[Records from a dataset]

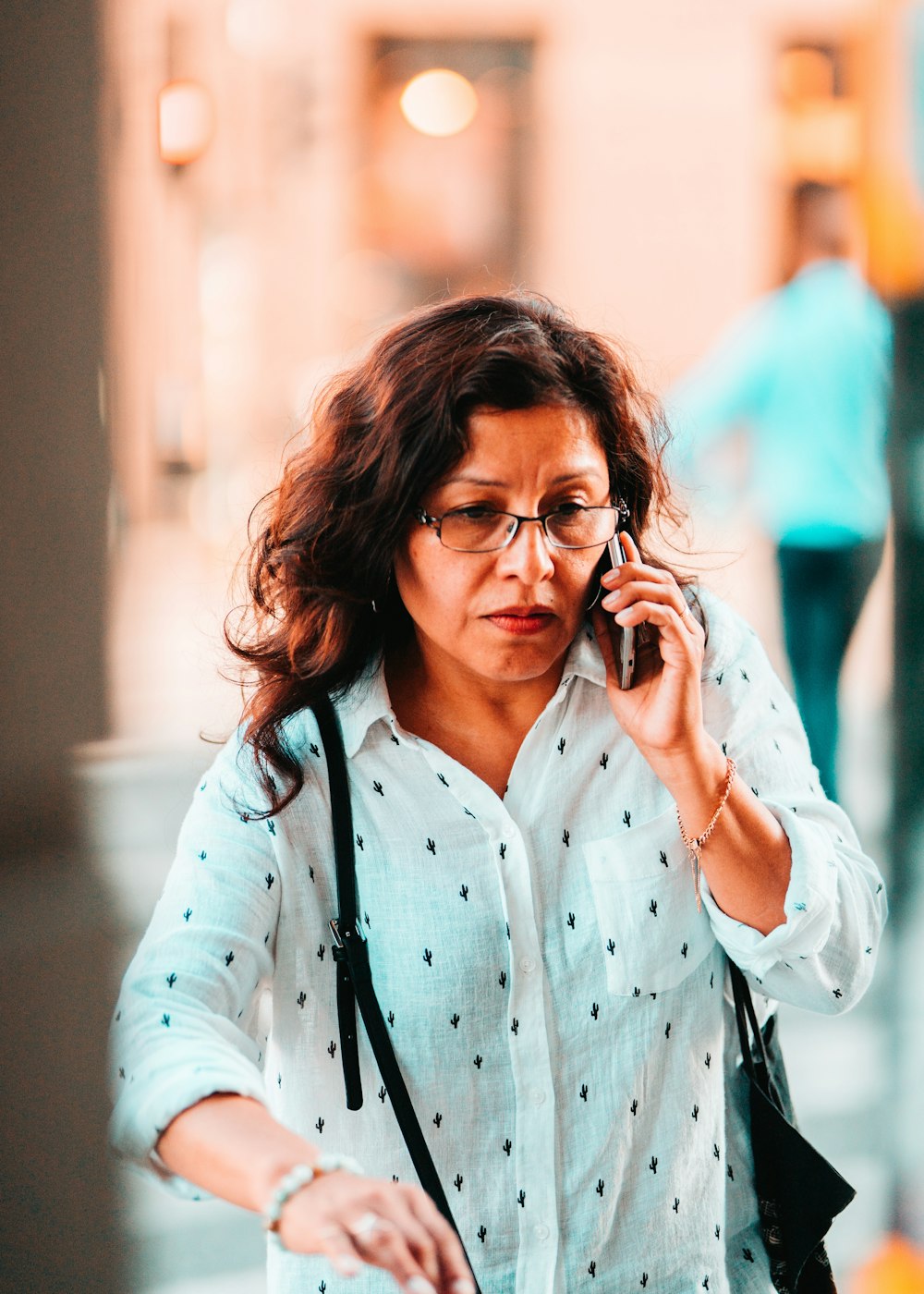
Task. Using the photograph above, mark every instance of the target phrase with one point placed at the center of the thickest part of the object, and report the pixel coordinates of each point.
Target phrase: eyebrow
(465, 479)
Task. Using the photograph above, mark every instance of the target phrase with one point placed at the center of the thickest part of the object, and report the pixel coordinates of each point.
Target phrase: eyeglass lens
(483, 531)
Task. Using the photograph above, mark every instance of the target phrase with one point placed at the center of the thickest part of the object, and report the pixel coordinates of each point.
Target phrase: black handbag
(798, 1192)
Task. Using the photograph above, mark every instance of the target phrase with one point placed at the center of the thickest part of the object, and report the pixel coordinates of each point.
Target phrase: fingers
(645, 592)
(399, 1229)
(455, 1268)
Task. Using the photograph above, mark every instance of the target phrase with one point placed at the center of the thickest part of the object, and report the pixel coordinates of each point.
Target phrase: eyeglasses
(481, 530)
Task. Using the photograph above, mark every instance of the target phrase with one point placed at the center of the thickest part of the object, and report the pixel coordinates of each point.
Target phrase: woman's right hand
(355, 1219)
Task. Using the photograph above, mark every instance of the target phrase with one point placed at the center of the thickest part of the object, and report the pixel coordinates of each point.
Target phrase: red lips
(522, 620)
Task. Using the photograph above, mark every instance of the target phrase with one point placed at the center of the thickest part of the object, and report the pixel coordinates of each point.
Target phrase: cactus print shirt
(556, 1003)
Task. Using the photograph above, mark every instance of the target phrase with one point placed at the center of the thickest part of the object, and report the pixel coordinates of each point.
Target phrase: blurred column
(55, 1220)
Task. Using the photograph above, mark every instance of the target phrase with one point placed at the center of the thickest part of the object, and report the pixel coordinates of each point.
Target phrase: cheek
(429, 586)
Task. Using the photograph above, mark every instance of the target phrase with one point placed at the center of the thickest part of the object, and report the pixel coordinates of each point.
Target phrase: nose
(529, 554)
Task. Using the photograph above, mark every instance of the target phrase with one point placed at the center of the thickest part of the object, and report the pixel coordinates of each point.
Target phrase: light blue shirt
(805, 372)
(555, 1000)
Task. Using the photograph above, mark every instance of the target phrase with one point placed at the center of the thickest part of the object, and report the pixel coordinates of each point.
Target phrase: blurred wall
(57, 1215)
(656, 149)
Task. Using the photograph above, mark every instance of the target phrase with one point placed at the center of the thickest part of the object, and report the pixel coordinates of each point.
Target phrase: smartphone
(624, 636)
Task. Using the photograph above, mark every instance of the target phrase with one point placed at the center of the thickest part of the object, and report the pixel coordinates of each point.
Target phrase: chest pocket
(651, 934)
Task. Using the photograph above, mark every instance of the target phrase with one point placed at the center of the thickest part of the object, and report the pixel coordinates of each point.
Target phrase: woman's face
(506, 617)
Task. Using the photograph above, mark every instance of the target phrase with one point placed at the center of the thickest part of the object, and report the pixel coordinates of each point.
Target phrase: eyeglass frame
(619, 507)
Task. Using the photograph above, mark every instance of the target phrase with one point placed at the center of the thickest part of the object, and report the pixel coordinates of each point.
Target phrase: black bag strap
(746, 1015)
(354, 974)
(345, 928)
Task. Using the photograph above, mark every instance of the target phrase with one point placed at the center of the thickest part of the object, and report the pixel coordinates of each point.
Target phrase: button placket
(530, 1063)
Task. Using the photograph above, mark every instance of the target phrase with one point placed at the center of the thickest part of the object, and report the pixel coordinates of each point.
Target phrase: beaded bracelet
(299, 1177)
(695, 843)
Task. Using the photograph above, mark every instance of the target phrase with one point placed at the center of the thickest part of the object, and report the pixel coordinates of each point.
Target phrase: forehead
(545, 440)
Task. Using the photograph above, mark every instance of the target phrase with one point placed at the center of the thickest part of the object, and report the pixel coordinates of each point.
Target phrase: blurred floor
(170, 595)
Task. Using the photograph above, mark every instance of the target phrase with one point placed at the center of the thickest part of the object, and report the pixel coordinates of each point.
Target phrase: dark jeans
(823, 592)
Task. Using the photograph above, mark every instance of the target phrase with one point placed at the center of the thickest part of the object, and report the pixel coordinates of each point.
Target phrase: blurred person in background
(550, 960)
(805, 374)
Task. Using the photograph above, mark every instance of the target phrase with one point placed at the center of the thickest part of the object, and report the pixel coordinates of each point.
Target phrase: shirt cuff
(810, 902)
(135, 1129)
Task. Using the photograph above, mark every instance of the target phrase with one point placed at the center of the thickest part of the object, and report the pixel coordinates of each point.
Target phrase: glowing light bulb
(439, 103)
(185, 122)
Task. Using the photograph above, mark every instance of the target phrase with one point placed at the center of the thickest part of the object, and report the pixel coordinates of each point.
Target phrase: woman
(549, 963)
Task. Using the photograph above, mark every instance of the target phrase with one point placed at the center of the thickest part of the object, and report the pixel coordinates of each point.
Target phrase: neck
(438, 698)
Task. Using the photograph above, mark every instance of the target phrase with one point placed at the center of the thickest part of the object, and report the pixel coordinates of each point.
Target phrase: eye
(477, 513)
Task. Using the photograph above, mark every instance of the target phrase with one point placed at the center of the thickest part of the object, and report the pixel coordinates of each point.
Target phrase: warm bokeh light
(185, 122)
(439, 103)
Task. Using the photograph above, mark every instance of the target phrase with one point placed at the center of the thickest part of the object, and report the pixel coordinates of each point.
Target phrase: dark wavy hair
(381, 435)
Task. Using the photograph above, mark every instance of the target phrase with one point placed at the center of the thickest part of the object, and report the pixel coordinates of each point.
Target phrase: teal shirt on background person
(805, 372)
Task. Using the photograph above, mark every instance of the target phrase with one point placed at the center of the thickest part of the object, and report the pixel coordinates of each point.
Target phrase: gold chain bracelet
(694, 844)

Exercise objective: Quote the records above in full, dropping each picture.

Solution below:
Task. Using the photograph above, mark every instance of the target phrase with one point placed at the center of the thickest part of the object, and report the pixel coordinates of each point.
Target phrase: eyebrow
(465, 479)
Task. Using the photograph above, mark every instance of the target phrase with one point placed at the center of the thickest part of the object, and report the pixel coordinates of each point.
Target phrase: eyeglass lens
(483, 531)
Task. Using the photograph above, mark every instance of the target phrase with one point placed at the center of the thickest part of the object, and report the pixel coordinates of each point.
Target phrase: black handbag
(798, 1192)
Task. Using the photograph above, mark every instance of the target phrase with one point placed at the center of the thickest part of the object, and report the pixel coordinates of each point.
Target phrase: fingers
(645, 592)
(399, 1229)
(455, 1268)
Task. Using the photograph above, mark every instance of the target phrase with one point placed at the center of the thickest part of the object, and report the pixel coordinates of each point.
Target phrase: eyeglasses
(481, 530)
Task. Using the photograph above, mark every instance of the target phrase with one point placed at the center of the thickest part of the object, and report the pixel coordinates of each point.
Target phrase: woman's right hand
(355, 1219)
Task. Using the photograph above, mark every instance of the target phrase with one point placed at the center of the thickest part of the object, and report the pixel coordinates of each point.
Target phrase: red lips
(522, 620)
Task. Using the photograph above, mark every instance of the target phrase with one point placed at the center of the thickest part of the object, and report the pixel coordinates of each point.
Target phrase: cactus print shirt
(556, 1003)
Task. Using the photograph above, mark every instance of the target phrase with one point placed at the center of the thickest part of the object, and report the pixel coordinates of each point.
Target phrase: blurred column
(55, 1220)
Task. Using the photograph above, mark every instance of the target phrase with one point placed at the center of the thickest part of the object, and report the pixel coordinates of each point.
Target phrase: cheek
(429, 586)
Task. Using the photograph above, mark every instance of the target phrase with one point placed at the center of the thickest part of the object, and report the pixel coordinates of each point.
Target phrase: nose
(529, 554)
Task. Using the photograph above, mark every instance of the target phrase with one point placed at the center of the thickest part of the object, and report the pixel coordinates of each point.
Target phrase: light blue shirt
(805, 372)
(555, 1000)
Task. Using the photograph above, mark every instance of the target phrase with one point placed at the center of the thickest part of the object, and report the pixel coordinates of each point.
Target phrase: blurred wall
(57, 1215)
(656, 149)
Task. Using the photograph above, mark every instance of the target phrase with one point placed at the center of the thickest part of the object, and report the pixel coordinates of each point.
Target phrase: smartphone
(624, 636)
Task. Using the photograph above, mark every instance of the target phrase with one point placed at the center of the thickest part of the object, and report the pixel coordinates of each point.
Target phrase: chest pocket
(651, 934)
Task. Using the photograph above, mark every instance of the target phrase with one point placed at the center of the thickest part of the object, and report the pixel coordinates of each point.
Target phrase: woman's face
(506, 617)
Task. Using the photograph above, mark every instance of the target phrase with one point placed at the center of the thickest part of the object, and report the pixel coordinates of each point.
Target phrase: eyeglass frame
(619, 507)
Task. Using the photograph above, mark every instance of the target phrase with one point placed at the center of the thickest part of the object, and report the pixel coordinates of each point.
Target phrase: black bag strap
(746, 1015)
(354, 974)
(345, 928)
Task. Using the photograph above, mark every instance of the target phrase with one point placed at the center of the thickest part of the object, and report the pixel coordinates of each point.
Target phrase: button placket
(530, 1063)
Task. Using the photograph above, mark every instance of the target phrase with one point placed at the center of the thickest part of the object, and report the pixel coordinates of each point.
Target phrase: beaded bracelet
(299, 1177)
(695, 843)
Task. Using the photograph above, mark every instance of the target phrase with one point placed at the center of the thickest part of the object, and report the pixel coordinates of each point.
Target phrase: forehead
(545, 440)
Task. Using the photograph above, mark every instance of the target phrase with one point placed at the center of the thickest part of the object, and report the pixel coordinates of each point.
Target phrase: blurred floor
(170, 595)
Task. Using the photograph above, mark every instance of the target phrase with one point placed at the center of the thickest part of the object, and report the pixel coordinates of each point.
Target phrase: dark jeans
(823, 592)
Task. Using the photograph above, mark every instance of the target phrase with one point placed at the center of the thickest part of the object, and report the pixel coordinates of each point.
Target phrase: blurred person in background
(550, 960)
(805, 374)
Task. Using the photograph above, mark every instance of the target phrase with one point placed at the center of the thickest part of the object, and report the pixel coordinates of each point.
Target phrase: shirt cuff
(810, 902)
(135, 1129)
Task. Using the photograph above, mark every instance of the target phrase with one point placed at the center of the thickest part of the object, and report the pixel coordinates of each point.
Target phrase: glowing light bulb
(439, 103)
(185, 122)
Task. Using the photograph above, mark every instance of the target phrase with one point placed at the center of the thickest part of the object, and report the pixel coordinates of each point.
Target phrase: woman
(549, 963)
Task. Using the photograph above, mark every instance of the target phrase with one point placed at the center of the thickest part of the object, and report the pixel coordinates of each point.
Target phrase: neck
(438, 698)
Task. Using the photograph above, mark every instance of the target phrase with one point placed at the center of the thickest part of the object, and report the pixel coordinates of each point.
Target phrase: eye
(477, 513)
Task. Using the photograph above, mark every instance of the target phrase with one point placed at the center of the thickest part of the object, and report the pixel coordinates of each point.
Target phrase: warm bokeh light
(185, 122)
(439, 103)
Task. Using the photograph above, mark every instance of the target phrase with one point placed at the center of the thickest part of the object, and report the pixel coordinates of each point.
Target phrase: dark wavy hair
(381, 435)
Task. Using the photograph above, mark every instance of the target phrase with one point placed at the center of the thickest part of the object, and report the pixel coordinates of each point.
Target phrase: teal shirt on background person
(805, 372)
Task. Using the photograph above, mark every instance of the target phrase with one point placed at the center of the thickest part of the object, and report the pixel coordinates of each point.
Target phrase: gold chain bracelet
(694, 844)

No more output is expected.